** BEGIN Data excerpts **

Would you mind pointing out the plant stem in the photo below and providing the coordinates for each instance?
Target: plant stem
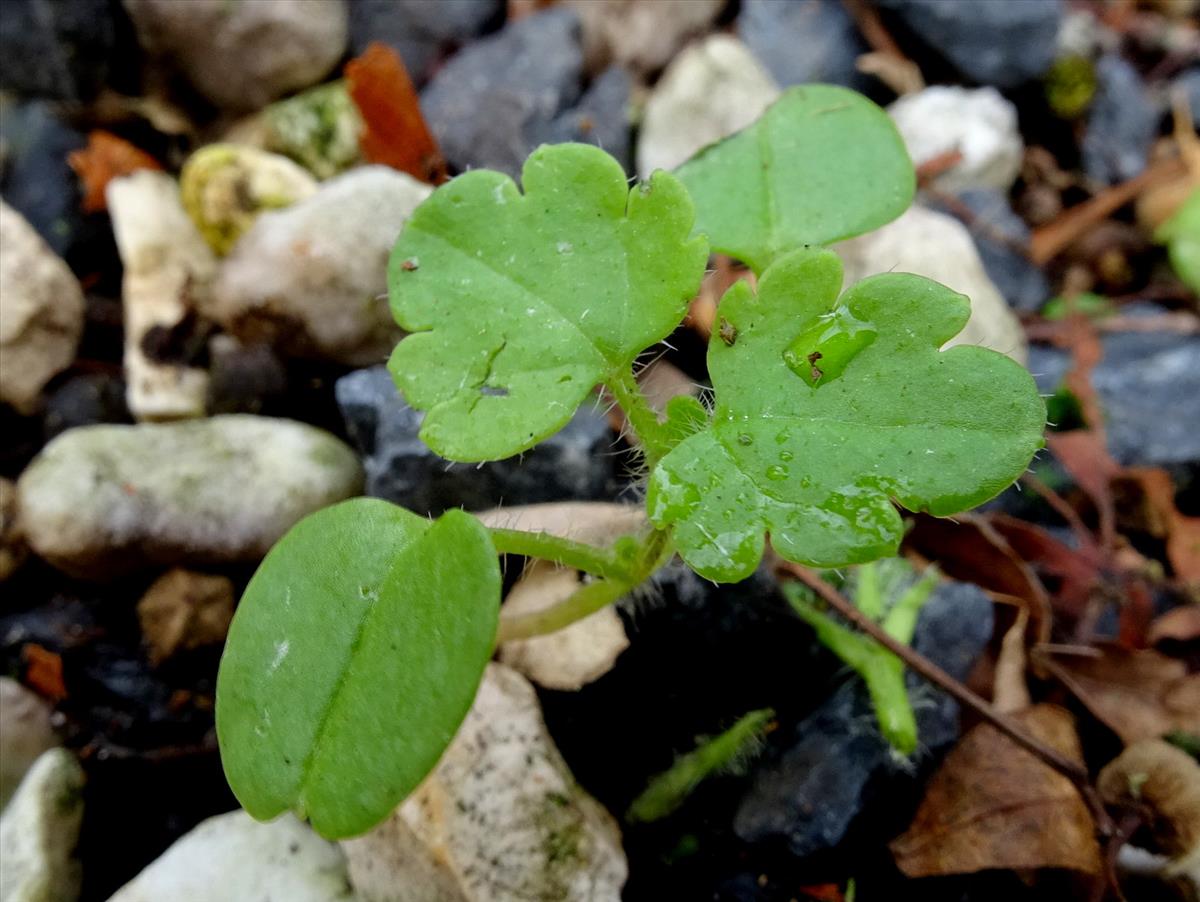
(648, 430)
(935, 674)
(579, 555)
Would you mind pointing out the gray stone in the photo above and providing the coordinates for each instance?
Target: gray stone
(312, 280)
(57, 49)
(421, 31)
(25, 733)
(601, 118)
(41, 312)
(235, 857)
(575, 463)
(835, 767)
(39, 831)
(804, 41)
(1122, 124)
(245, 54)
(996, 42)
(487, 104)
(1150, 388)
(999, 232)
(105, 499)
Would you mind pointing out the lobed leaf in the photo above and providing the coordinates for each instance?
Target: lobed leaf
(827, 410)
(821, 164)
(521, 304)
(353, 657)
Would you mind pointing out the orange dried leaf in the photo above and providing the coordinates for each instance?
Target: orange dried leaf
(394, 133)
(105, 158)
(994, 805)
(1139, 695)
(43, 672)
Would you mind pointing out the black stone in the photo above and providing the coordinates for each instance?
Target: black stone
(804, 41)
(575, 463)
(994, 42)
(492, 100)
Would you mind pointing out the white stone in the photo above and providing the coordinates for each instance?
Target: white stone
(711, 90)
(313, 276)
(568, 659)
(25, 733)
(977, 122)
(640, 35)
(168, 269)
(41, 312)
(244, 54)
(504, 815)
(937, 246)
(39, 831)
(233, 857)
(102, 499)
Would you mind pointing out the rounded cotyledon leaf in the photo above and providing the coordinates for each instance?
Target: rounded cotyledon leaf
(520, 304)
(821, 164)
(353, 657)
(827, 410)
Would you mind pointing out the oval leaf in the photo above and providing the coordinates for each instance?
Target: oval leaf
(352, 660)
(823, 163)
(828, 409)
(521, 304)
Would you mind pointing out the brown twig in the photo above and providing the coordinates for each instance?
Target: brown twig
(921, 665)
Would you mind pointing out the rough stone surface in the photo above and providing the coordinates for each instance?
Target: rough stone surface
(243, 55)
(280, 861)
(567, 659)
(420, 31)
(55, 49)
(312, 278)
(601, 118)
(803, 41)
(184, 609)
(1150, 388)
(39, 831)
(490, 101)
(641, 35)
(814, 783)
(41, 312)
(575, 463)
(1122, 124)
(711, 90)
(999, 233)
(977, 122)
(504, 813)
(937, 246)
(168, 269)
(102, 499)
(25, 733)
(13, 549)
(996, 42)
(35, 178)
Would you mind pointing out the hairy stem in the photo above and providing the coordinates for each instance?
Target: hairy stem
(648, 430)
(1075, 773)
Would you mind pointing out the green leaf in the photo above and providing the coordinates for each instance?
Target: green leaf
(521, 304)
(823, 163)
(815, 458)
(353, 657)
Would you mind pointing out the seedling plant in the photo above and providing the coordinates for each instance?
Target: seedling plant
(360, 642)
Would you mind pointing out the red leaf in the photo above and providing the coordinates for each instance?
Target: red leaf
(395, 132)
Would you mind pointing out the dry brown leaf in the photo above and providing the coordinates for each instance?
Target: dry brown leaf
(105, 158)
(394, 131)
(994, 805)
(1139, 695)
(1167, 781)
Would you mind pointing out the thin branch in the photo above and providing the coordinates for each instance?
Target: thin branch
(921, 665)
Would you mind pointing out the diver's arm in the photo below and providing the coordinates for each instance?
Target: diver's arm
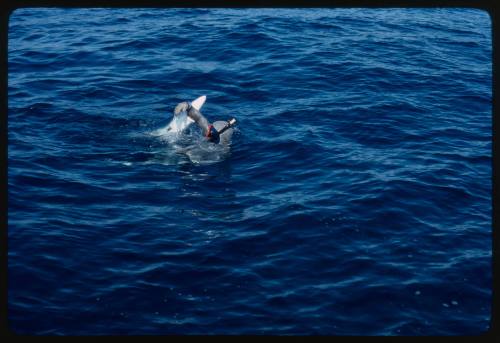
(202, 122)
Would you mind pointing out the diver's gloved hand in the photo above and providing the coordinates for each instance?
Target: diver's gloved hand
(183, 106)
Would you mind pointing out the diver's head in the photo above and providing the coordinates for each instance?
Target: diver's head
(181, 107)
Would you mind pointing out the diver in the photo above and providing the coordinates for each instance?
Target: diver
(218, 132)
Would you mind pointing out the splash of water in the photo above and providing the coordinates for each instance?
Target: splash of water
(189, 142)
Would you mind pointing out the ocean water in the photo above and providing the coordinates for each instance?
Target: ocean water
(354, 198)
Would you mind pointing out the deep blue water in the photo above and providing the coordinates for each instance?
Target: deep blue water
(355, 198)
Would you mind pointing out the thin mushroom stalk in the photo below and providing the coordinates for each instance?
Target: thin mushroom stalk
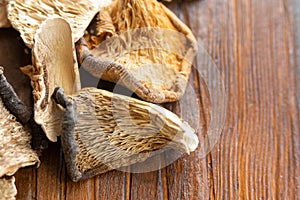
(103, 131)
(21, 112)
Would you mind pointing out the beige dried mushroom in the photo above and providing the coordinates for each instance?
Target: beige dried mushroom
(8, 189)
(53, 65)
(141, 45)
(15, 149)
(4, 22)
(26, 16)
(105, 131)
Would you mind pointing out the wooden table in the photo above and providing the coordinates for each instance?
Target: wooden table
(257, 156)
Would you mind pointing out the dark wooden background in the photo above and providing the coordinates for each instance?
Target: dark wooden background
(255, 44)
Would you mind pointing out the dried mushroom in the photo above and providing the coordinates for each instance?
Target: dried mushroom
(15, 149)
(8, 189)
(104, 131)
(4, 22)
(26, 16)
(53, 65)
(141, 45)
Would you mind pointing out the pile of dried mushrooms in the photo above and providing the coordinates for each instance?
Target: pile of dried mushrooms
(141, 45)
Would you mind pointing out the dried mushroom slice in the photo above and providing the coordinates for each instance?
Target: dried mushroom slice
(53, 65)
(15, 149)
(4, 22)
(26, 16)
(105, 131)
(141, 45)
(8, 188)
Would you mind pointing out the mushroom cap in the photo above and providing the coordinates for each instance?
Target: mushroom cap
(8, 188)
(15, 149)
(54, 64)
(114, 130)
(27, 15)
(146, 48)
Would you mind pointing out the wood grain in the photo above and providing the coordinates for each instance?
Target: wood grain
(254, 43)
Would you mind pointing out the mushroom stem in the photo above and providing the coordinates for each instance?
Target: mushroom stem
(69, 145)
(23, 114)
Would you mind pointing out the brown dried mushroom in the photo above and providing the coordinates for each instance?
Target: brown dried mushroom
(15, 149)
(104, 131)
(26, 16)
(8, 189)
(141, 45)
(4, 22)
(53, 65)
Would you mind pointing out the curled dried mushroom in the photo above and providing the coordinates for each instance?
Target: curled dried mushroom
(15, 149)
(7, 188)
(26, 16)
(53, 65)
(141, 45)
(104, 131)
(4, 22)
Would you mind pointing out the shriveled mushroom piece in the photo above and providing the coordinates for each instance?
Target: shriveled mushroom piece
(15, 149)
(141, 45)
(8, 188)
(4, 22)
(53, 65)
(104, 131)
(26, 16)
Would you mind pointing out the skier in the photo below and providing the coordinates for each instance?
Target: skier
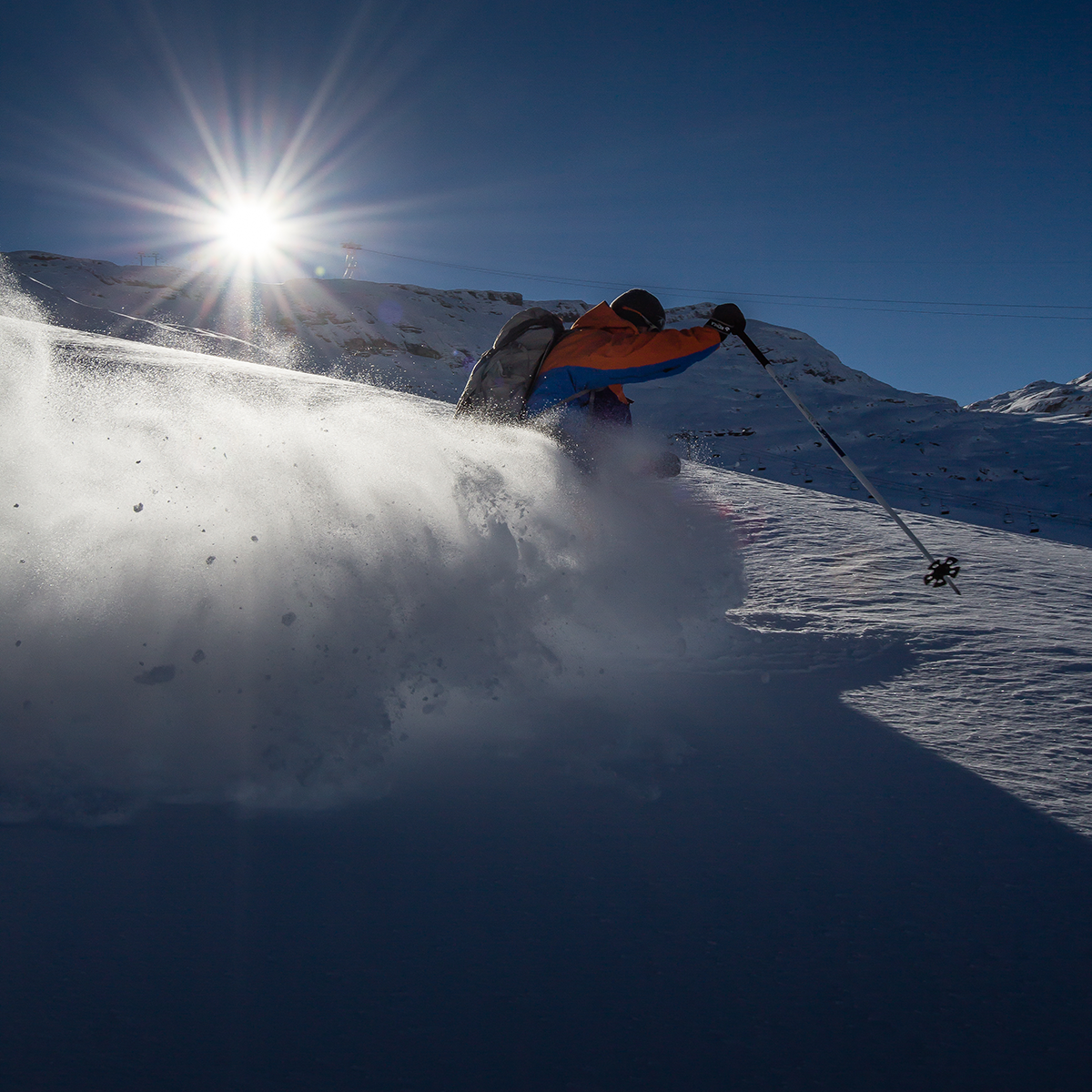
(623, 342)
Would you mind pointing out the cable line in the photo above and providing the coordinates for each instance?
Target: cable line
(774, 298)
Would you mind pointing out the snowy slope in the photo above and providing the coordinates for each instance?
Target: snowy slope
(1018, 462)
(1044, 397)
(230, 581)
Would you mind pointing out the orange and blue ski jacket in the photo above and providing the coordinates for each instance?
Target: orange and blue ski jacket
(603, 349)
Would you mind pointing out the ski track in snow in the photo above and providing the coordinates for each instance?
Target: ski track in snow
(1002, 678)
(573, 604)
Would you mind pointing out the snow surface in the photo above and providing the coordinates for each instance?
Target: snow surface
(1016, 462)
(228, 581)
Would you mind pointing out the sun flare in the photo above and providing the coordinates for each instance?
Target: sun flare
(249, 229)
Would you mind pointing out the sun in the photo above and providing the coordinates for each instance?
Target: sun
(249, 229)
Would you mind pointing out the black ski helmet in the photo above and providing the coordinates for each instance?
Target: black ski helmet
(642, 308)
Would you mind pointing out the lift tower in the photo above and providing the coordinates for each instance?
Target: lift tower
(349, 273)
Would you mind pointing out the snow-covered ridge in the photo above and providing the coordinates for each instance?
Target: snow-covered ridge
(1016, 462)
(1044, 397)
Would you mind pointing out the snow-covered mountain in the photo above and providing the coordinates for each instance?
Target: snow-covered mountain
(1016, 462)
(1043, 397)
(224, 581)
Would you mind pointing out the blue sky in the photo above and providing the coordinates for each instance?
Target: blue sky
(803, 159)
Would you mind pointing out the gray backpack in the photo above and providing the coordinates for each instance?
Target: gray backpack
(500, 382)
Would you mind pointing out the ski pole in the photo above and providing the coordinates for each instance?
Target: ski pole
(940, 572)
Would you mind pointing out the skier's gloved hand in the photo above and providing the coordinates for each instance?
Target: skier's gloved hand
(727, 319)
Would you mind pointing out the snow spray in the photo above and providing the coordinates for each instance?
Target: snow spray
(225, 581)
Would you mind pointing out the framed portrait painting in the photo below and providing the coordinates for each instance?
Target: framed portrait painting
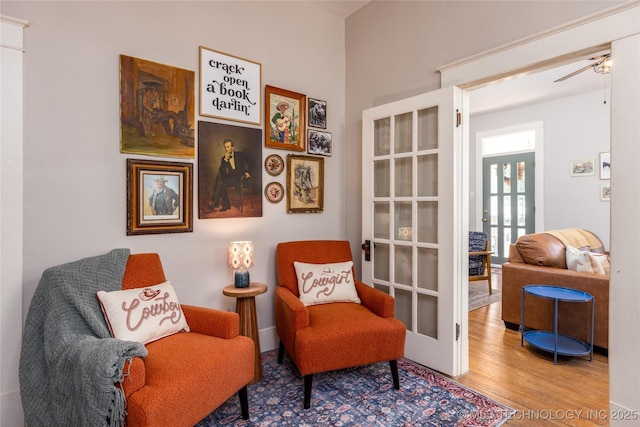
(305, 184)
(317, 114)
(319, 142)
(605, 165)
(229, 171)
(159, 197)
(285, 113)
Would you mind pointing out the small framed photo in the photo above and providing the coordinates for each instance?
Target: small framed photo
(285, 119)
(317, 114)
(305, 184)
(605, 165)
(274, 192)
(319, 142)
(582, 167)
(159, 197)
(274, 165)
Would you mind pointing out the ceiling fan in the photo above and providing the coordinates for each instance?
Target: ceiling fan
(602, 65)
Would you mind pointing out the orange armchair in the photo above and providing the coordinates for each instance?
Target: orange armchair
(336, 335)
(187, 375)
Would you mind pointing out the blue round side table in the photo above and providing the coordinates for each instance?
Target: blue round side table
(552, 341)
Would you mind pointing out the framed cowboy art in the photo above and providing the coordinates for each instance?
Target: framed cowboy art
(285, 118)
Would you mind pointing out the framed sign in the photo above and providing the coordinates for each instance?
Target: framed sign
(159, 197)
(285, 113)
(230, 87)
(305, 184)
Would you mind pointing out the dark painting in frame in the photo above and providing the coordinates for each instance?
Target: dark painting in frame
(319, 142)
(159, 197)
(317, 114)
(229, 188)
(156, 109)
(305, 184)
(285, 119)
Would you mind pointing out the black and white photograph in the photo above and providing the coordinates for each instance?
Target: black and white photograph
(317, 113)
(319, 142)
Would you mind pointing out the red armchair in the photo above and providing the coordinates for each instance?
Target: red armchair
(187, 375)
(337, 335)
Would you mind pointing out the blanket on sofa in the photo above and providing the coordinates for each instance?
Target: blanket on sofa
(576, 237)
(70, 366)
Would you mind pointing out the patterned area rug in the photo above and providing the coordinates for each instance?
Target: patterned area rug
(362, 396)
(479, 295)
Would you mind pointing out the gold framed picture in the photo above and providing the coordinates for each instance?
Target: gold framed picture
(305, 184)
(159, 197)
(285, 118)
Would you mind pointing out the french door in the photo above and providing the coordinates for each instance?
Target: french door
(415, 220)
(508, 188)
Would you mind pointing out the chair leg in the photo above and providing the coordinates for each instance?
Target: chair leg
(394, 374)
(280, 352)
(244, 402)
(308, 380)
(489, 274)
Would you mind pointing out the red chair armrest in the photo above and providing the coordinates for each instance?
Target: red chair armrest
(377, 301)
(290, 309)
(134, 376)
(209, 321)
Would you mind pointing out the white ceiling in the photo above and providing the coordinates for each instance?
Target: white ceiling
(533, 88)
(537, 87)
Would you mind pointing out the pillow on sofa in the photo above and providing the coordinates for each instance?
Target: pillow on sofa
(143, 314)
(324, 283)
(590, 262)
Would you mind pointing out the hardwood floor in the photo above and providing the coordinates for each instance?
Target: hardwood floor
(575, 392)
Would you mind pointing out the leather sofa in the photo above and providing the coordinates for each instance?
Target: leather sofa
(540, 258)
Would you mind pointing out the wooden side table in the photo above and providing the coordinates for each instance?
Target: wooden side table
(246, 308)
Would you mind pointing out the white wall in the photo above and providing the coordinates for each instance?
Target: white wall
(575, 128)
(74, 174)
(11, 172)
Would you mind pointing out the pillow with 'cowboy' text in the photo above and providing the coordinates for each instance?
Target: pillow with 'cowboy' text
(143, 314)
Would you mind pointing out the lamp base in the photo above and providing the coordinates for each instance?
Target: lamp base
(241, 278)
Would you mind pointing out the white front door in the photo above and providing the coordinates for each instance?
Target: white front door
(415, 218)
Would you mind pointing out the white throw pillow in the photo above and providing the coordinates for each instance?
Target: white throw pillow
(591, 262)
(323, 283)
(143, 314)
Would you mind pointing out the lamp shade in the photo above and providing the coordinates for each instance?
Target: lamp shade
(240, 255)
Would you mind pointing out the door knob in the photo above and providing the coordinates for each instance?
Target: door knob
(366, 247)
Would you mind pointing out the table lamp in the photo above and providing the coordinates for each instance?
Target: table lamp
(241, 258)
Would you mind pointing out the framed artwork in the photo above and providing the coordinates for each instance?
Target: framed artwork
(274, 165)
(159, 197)
(230, 87)
(229, 171)
(582, 167)
(317, 113)
(319, 142)
(605, 165)
(274, 192)
(156, 109)
(284, 119)
(305, 184)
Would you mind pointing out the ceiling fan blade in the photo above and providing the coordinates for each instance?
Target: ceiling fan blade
(585, 68)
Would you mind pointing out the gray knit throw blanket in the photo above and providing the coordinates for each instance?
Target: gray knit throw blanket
(69, 365)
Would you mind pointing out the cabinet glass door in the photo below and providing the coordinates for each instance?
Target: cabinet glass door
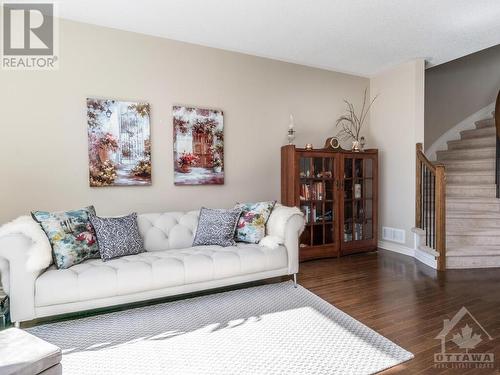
(317, 175)
(358, 198)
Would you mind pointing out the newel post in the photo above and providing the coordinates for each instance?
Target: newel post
(418, 187)
(440, 200)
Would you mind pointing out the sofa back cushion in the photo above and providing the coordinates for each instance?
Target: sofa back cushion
(170, 230)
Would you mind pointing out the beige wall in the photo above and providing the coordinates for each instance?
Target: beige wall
(396, 125)
(458, 89)
(44, 144)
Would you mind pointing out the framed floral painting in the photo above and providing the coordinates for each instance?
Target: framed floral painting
(198, 146)
(119, 142)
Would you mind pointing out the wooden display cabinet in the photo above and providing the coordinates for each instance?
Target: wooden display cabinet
(337, 192)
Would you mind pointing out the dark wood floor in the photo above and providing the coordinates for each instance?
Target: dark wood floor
(407, 302)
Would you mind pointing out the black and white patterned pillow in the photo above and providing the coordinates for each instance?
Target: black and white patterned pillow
(117, 236)
(216, 227)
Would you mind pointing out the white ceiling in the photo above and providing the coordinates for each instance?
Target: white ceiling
(356, 36)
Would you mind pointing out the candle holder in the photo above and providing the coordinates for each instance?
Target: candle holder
(291, 131)
(291, 136)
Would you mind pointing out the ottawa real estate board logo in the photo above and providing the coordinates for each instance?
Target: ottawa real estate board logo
(29, 36)
(464, 335)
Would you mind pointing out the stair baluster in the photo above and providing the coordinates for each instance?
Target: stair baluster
(430, 204)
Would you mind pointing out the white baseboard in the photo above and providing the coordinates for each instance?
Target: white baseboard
(397, 248)
(421, 256)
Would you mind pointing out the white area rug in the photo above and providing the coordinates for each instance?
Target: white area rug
(270, 329)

** END Data excerpts **

Task instructions: Give back exactly the lines beginning at the one with "Would you mind pointing out the ottawa" and ending at the final line of the material; both boundary lines belong in it.

Answer to this task:
Would you mind pointing out the ottawa real estate board logo in the photo above and providing the coordinates for each instance?
Target: ottawa real estate board logo
(29, 36)
(464, 335)
Would you mind pointing out the stair baluster in the photo above and providing the coordinates for each instance?
Target: stair baluster
(430, 204)
Would you mind pointing out the white baseboard in the photo above and providing the coordinates for each instance?
Target: white baseboard
(397, 248)
(421, 256)
Would you mind pointing out the white area rug in the photo above and providing the coordinates for each instance?
Target: white area rug
(270, 329)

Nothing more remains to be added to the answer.